→ **Given text**

┄┄┄┄┄┄┄┄┄┄

Monday 2 February 2009

The scientific method

This lofty phrase that cuts through much of the debate between proponents of intelligent design and Darwinists, theists and atheists, seers and scientists, astrologers and statisticians is really this simple (watch video).

http://upload.wikimedia.org/wikipedia/en/c/cf/Pluralitas.jpg

One of the qualities of greatness is the ability to keep things simple and to be able to harness insight with a clarity of vision. People might disagree to this obvious simplification and they may be quite right in their criticism. Complexity is quite a necessity in the domains of writers, artists and poets - and I won't try to go exploring the nature of that kind of complexity because it is quite likely I might fail miserably. After all, there certainly is a reason many of us prefer Umberto Eco over Dan Brown. We can use this as a point of convenient departure.

A mail from a friend got me thinking for a while about directive principles like Occam's razor - unarguably human psychological artifacts that have proved quite useful while constructing scientific theories. They have also been misleading at times- the simplest example that comes to mind is the misplaced Aristotelian assumption that planets moved in circular orbits, the circle being the perfect shape. Another cute example that comes to recollection is the following conversation between a philosopher and his friend (I forget the names of the characters and I cannot find the source; I shall try to reproduce it from memory to the best of my abilities):

Philosopher: Tell me, why did they assume that the sun went around the earth in older times?

┄┄┄┄┄┄┄┄┄┄

→ **Provided material**
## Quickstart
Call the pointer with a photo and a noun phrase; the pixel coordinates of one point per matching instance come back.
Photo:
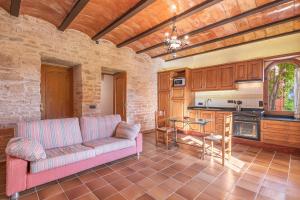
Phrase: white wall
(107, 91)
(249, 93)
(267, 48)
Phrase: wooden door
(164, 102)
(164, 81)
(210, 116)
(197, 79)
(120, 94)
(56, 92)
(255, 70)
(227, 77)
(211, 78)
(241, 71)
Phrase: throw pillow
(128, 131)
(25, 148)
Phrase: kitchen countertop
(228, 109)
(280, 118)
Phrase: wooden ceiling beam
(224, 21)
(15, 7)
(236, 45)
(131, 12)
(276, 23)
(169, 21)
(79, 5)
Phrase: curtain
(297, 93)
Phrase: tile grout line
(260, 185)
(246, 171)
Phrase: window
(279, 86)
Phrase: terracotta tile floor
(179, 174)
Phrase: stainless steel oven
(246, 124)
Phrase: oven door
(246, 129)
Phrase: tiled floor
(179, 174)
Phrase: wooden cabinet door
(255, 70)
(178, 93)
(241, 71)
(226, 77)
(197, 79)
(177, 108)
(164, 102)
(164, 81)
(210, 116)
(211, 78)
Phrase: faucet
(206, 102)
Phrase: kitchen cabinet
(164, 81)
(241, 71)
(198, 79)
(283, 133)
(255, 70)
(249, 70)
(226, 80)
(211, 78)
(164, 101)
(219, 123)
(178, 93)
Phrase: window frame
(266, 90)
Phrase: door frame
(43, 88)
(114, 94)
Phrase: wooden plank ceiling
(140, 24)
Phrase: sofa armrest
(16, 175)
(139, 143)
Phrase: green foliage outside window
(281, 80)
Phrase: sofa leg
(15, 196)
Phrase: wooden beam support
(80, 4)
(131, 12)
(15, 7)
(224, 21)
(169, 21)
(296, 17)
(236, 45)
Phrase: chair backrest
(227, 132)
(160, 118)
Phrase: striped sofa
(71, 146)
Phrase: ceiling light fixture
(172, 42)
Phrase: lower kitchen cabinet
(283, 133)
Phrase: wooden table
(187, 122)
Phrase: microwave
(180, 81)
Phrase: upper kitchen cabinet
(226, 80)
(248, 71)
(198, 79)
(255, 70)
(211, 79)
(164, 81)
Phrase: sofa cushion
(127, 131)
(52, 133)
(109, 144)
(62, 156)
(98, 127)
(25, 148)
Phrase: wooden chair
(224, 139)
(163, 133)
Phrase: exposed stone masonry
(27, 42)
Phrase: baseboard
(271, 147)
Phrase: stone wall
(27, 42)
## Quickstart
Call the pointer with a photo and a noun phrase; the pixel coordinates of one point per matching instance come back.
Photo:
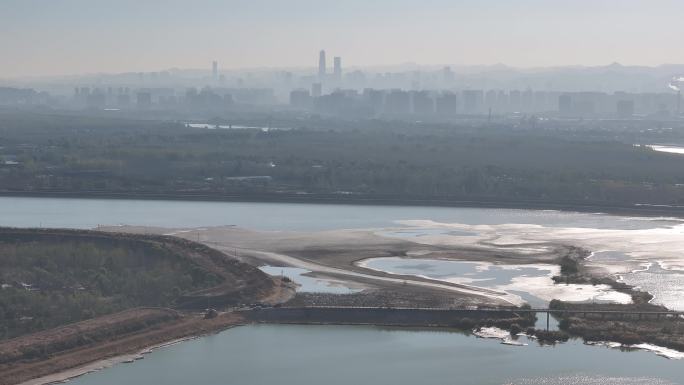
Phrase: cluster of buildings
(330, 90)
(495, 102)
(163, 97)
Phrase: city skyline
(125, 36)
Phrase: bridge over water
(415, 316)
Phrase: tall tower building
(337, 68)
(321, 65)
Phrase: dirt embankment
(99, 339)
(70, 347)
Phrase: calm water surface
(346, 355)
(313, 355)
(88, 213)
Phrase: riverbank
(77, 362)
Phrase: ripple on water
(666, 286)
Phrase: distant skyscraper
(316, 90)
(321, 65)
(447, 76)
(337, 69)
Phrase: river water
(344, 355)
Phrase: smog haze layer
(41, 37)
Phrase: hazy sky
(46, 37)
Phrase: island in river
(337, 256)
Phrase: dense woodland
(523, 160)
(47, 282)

┄┄┄┄┄┄┄┄┄┄

→ **Given task**
Can you return, word for word, the stretch of the scientific method post from "Monday 2 February" through "of convenient departure."?

→ **Exercise result**
Monday 2 February 2009

The scientific method

This lofty phrase that cuts through much of the debate between proponents of intelligent design and Darwinists, theists and atheists, seers and scientists, astrologers and statisticians is really this simple (watch video).

http://upload.wikimedia.org/wikipedia/en/c/cf/Pluralitas.jpg

One of the qualities of greatness is the ability to keep things simple and to be able to harness insight with a clarity of vision. People might disagree to this obvious simplification and they may be quite right in their criticism. Complexity is quite a necessity in the domains of writers, artists and poets - and I won't try to go exploring the nature of that kind of complexity because it is quite likely I might fail miserably. After all, there certainly is a reason many of us prefer Umberto Eco over Dan Brown. We can use this as a point of convenient departure.